▸ **Short exercise A**
In the forum thread on wiring a travel trailer, about how far is Vegas Sparky's trailer placed from the 400A service?

▸ **Text passage**
▼▼▼

# Suggested #wire for 125v/30amp, 200 ft. run for Travel Trailer



## caperez021972 (Jan 20, 2015)

Hello, I am looking for some help in choosing the right size wire for a 200' run in order to power my travel trailer and shed. 

Description of Run:

1. (Electrical Box) >>>>> 50ft. >>>>> (Sub Box, Small Shed / 4/20 amp. -120v outlets) >>>> 100 ft. >>>> (Travel Trailer 30 amp. Circuit)

Can someone please help.. I got the basics down, but not sure how to calculate voltage drop and other factors.


----------



## Vegas Sparky (Jan 6, 2015)

You need to know what the total load on the circuit is. A single rooftop air will draw 10-12A, the micro can be about the same. Lighting is all 12V, and the convertors usually max out around 5A on the 120V side. Fridge is the unknown(12V/120V/propane). You need some extra available ampacity for your creature comforts(TV/coffee maker/etc).

I have a building lot I set my toy hauler on for the ATV riding season. Trailer is placed about 150' away from a 400A service I set. I have an 8/6 cord I drag out. Two bellboxes on the end. One is 30A/120V for normal house power. The second is a 20A/120V circuit for a second air conditioner.


----------



## psychoguy42 (Nov 17, 2012)

Vegas Sparky has it right. You really have to look at the load you will be drawing.

▲▲▲

▸ **Items**
▼▼▼

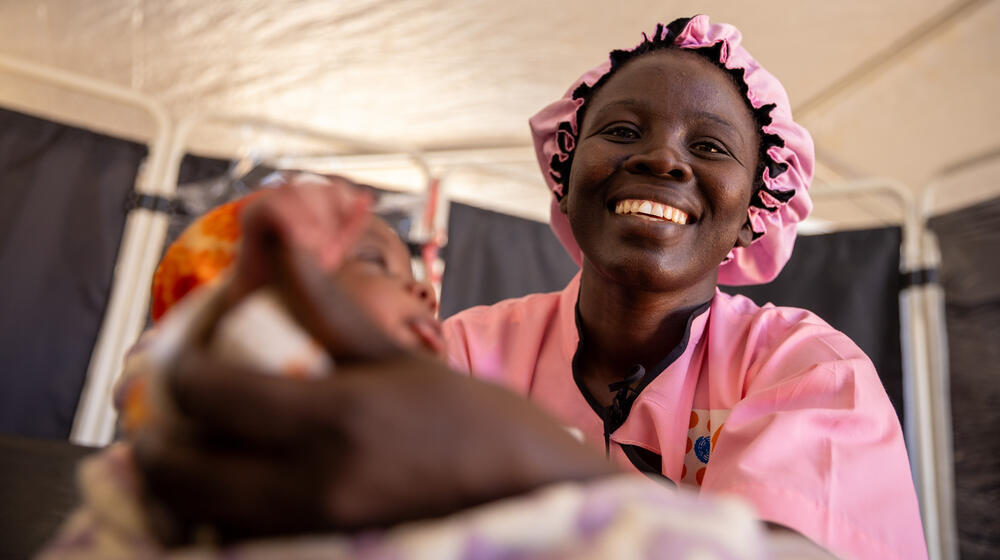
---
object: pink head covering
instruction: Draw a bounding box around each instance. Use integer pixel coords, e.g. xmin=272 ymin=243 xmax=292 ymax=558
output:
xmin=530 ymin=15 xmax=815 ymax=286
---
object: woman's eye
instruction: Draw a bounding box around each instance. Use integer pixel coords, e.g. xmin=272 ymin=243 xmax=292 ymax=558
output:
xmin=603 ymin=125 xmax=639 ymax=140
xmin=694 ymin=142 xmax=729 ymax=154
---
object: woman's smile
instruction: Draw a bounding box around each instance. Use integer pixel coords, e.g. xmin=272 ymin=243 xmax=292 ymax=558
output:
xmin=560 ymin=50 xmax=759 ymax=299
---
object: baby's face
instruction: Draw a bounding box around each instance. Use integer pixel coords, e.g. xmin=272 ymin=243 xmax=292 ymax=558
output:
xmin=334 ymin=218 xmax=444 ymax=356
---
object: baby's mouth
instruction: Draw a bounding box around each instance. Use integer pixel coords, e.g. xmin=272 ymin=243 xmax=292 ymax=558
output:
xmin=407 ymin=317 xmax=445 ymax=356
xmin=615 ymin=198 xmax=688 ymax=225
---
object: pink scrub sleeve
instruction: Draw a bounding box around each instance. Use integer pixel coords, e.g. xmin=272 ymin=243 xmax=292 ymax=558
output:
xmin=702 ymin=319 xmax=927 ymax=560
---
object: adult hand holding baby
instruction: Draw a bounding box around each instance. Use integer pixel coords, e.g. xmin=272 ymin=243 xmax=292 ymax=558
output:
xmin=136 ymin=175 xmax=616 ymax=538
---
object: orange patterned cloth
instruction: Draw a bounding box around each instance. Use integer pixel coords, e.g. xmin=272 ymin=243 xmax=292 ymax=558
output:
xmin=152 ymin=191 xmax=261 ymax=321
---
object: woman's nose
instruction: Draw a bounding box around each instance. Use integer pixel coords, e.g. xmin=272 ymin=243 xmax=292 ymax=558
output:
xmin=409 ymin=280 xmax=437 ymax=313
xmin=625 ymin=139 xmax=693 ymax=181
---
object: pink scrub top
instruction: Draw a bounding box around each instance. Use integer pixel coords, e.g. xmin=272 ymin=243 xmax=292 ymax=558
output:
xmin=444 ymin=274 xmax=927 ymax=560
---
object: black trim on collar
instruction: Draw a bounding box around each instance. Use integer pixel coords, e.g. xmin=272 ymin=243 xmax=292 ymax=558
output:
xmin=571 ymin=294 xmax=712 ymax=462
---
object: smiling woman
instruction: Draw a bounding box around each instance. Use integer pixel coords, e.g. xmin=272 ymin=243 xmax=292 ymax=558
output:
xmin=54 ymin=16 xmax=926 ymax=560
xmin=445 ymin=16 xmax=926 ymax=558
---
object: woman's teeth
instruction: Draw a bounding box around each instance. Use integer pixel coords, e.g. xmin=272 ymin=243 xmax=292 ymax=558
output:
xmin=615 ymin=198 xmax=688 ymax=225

▲▲▲
▼▼▼

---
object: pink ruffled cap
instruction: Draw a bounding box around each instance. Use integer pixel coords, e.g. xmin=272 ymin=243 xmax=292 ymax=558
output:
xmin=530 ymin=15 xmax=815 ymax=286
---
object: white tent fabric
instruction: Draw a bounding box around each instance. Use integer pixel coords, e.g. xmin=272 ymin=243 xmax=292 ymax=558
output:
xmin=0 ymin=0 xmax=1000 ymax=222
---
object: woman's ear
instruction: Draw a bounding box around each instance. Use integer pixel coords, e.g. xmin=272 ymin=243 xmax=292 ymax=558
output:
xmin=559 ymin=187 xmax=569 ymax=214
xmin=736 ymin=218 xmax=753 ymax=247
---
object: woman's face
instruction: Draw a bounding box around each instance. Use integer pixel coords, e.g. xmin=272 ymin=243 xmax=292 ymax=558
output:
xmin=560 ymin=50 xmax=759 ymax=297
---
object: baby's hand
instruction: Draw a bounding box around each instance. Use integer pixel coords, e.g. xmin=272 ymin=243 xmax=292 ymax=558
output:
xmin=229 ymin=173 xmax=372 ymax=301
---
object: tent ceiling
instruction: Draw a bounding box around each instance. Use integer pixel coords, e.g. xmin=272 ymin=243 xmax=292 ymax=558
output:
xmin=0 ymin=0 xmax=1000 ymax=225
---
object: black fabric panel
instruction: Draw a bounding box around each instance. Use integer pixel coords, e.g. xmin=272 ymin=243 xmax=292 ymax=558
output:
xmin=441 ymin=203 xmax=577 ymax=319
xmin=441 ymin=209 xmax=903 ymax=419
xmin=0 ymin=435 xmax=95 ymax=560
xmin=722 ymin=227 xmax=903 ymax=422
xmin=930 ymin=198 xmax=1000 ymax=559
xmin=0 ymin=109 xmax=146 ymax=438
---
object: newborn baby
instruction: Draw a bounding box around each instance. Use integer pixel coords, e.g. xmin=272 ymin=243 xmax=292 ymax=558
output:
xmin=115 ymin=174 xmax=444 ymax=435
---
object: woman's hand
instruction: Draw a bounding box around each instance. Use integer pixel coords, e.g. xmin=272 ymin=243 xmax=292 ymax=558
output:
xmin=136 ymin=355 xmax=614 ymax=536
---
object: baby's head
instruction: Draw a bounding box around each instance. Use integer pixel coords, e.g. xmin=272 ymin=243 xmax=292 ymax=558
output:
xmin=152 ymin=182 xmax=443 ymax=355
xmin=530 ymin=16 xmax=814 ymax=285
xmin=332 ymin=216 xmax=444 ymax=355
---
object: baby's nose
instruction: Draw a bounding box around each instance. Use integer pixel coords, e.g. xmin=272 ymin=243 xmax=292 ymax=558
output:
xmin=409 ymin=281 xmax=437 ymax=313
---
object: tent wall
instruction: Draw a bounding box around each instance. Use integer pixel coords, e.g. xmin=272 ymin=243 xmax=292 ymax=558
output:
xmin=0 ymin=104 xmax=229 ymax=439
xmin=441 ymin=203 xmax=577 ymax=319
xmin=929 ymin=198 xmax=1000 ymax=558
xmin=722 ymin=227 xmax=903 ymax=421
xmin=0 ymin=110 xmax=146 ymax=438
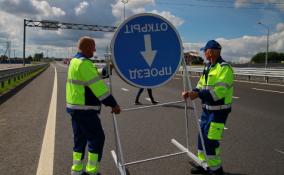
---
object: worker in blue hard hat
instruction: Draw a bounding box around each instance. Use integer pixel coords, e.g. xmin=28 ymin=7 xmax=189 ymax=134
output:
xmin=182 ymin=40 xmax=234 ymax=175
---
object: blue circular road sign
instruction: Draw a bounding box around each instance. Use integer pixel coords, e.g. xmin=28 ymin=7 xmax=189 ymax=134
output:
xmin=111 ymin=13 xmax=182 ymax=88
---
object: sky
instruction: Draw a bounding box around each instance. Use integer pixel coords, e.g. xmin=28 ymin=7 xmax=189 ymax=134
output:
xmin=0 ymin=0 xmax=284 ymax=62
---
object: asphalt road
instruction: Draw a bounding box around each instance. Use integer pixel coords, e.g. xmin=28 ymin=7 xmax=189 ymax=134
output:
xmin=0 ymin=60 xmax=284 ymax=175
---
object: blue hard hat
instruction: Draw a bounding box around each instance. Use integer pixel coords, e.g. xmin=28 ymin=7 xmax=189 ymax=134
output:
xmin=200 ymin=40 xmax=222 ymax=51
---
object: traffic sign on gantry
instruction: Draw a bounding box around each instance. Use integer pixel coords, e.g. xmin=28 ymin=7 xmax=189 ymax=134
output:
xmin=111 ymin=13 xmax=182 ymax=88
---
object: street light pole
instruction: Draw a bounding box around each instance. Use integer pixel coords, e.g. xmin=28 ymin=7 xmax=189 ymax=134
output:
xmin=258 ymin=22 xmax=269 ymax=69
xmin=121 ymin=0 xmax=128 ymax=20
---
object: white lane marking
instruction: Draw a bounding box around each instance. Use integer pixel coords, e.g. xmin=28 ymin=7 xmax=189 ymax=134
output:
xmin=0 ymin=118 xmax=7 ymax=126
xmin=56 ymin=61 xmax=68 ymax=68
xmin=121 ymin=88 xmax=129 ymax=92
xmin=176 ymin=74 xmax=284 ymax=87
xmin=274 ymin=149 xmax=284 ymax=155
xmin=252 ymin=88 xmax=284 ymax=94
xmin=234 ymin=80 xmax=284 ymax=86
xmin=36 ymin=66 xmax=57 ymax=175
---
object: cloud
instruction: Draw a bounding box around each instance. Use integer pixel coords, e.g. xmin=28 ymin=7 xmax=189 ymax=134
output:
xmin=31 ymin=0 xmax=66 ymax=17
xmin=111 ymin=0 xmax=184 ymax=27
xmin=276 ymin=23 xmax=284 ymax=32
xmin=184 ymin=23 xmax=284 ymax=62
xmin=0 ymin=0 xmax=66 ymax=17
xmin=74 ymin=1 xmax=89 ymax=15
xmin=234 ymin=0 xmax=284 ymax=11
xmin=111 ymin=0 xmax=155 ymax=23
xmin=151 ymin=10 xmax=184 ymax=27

▲▲▲
▼▼▼

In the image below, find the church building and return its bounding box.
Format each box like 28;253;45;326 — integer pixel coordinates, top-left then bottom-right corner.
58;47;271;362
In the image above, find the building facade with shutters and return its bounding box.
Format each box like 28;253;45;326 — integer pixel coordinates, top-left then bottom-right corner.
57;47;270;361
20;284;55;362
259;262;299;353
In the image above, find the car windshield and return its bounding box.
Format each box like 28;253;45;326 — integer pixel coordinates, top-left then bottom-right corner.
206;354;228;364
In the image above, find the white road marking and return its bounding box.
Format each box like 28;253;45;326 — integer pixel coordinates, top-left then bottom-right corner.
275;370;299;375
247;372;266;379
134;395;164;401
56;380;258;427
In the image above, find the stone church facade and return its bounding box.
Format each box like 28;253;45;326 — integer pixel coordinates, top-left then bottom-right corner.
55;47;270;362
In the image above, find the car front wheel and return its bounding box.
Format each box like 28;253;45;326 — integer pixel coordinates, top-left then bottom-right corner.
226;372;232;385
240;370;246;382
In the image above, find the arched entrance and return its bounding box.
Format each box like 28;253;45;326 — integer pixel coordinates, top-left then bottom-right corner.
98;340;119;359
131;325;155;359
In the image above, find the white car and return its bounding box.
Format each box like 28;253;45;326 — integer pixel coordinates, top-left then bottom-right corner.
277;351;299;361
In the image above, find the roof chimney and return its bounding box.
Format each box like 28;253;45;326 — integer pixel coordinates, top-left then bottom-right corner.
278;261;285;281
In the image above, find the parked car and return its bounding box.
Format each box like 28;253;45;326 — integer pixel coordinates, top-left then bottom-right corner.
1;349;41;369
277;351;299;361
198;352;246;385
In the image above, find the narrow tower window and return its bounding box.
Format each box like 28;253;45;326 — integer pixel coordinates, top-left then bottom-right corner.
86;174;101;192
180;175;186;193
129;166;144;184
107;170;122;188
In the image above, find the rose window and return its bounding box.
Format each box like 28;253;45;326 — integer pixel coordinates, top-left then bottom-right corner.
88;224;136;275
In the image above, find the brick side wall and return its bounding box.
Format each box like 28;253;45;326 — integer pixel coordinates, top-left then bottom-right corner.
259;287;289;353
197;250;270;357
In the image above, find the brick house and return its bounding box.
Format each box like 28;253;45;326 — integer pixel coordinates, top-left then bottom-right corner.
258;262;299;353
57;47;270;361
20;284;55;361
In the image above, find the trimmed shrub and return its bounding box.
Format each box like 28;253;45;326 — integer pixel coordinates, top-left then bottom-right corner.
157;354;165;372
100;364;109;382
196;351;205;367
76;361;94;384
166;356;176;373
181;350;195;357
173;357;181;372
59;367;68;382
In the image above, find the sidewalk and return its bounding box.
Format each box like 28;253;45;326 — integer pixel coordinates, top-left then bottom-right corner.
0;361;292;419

▲▲▲

▸ **Short exercise B**
In the listing, retype the lines starting at the line that contains "In the image above, find the trimmed" and ending after the line that contains "0;361;292;419".

▸ **Task answer A**
About 150 feet.

▸ **Task answer B**
In the image above, find the trimmed shrub and return its bounding box.
Format each box like 28;253;45;326 — integer pixel coordinates, top-left then bottom-right corner.
157;354;165;372
100;364;109;382
196;351;205;367
76;361;94;384
166;356;176;373
181;350;195;357
173;357;181;372
59;367;68;382
In the image above, find the sidewalk and return its bounding box.
Format each box like 28;253;45;326 — integer pixel coordinates, top-left then bottom-right corner.
0;361;292;419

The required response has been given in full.